[BEGIN]
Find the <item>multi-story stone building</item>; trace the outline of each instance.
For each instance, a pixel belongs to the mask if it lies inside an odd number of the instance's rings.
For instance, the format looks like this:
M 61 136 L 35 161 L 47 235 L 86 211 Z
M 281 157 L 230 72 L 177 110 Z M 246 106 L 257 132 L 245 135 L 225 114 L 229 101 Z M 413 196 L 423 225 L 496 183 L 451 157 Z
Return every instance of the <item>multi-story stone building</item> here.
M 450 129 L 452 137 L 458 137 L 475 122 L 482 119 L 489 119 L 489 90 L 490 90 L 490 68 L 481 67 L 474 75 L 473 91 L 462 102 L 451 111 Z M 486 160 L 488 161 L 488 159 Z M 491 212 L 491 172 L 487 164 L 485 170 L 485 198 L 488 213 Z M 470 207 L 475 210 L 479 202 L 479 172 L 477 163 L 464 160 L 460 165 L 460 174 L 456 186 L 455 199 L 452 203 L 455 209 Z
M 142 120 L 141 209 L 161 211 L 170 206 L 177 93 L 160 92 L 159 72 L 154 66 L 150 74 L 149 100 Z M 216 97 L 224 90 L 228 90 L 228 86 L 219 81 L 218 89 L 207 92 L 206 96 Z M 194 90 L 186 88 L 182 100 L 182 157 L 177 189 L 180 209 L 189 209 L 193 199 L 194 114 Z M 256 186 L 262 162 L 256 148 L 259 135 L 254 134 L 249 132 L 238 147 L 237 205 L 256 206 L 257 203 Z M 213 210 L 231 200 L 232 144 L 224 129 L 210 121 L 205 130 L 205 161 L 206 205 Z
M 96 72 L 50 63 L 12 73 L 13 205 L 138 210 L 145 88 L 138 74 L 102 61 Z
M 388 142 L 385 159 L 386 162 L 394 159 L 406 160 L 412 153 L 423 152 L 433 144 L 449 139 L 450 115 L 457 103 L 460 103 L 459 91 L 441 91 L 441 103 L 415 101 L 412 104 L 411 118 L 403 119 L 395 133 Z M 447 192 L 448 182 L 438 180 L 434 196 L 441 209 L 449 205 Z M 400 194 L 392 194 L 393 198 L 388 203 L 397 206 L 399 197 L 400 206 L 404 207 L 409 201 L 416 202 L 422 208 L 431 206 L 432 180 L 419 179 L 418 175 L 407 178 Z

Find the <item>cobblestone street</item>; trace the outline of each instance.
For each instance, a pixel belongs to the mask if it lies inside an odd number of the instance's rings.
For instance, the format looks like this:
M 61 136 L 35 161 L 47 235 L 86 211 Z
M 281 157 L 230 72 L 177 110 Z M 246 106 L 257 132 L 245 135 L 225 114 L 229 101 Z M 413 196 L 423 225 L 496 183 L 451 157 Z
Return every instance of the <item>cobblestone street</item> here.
[END]
**The request**
From the line containing "Find the <item>cobblestone" down to the final line of the data, write out every line exactly; both the first and last of these belong in your answer, and nothing else does.

**Task answer**
Find the <item>cobblestone street</item>; trace the outline of each instance.
For each instance, a pixel belongs to the mask if it lies inside an odd number of the instance's rings.
For instance, the format looks like this:
M 61 136 L 35 161 L 47 235 L 86 211 Z
M 281 157 L 230 72 L 177 110 Z M 246 106 L 257 132 L 245 135 L 225 114 L 229 101 Z M 413 196 L 423 225 L 496 183 L 451 157 Z
Return every instance of the <item>cobblestone street</item> here.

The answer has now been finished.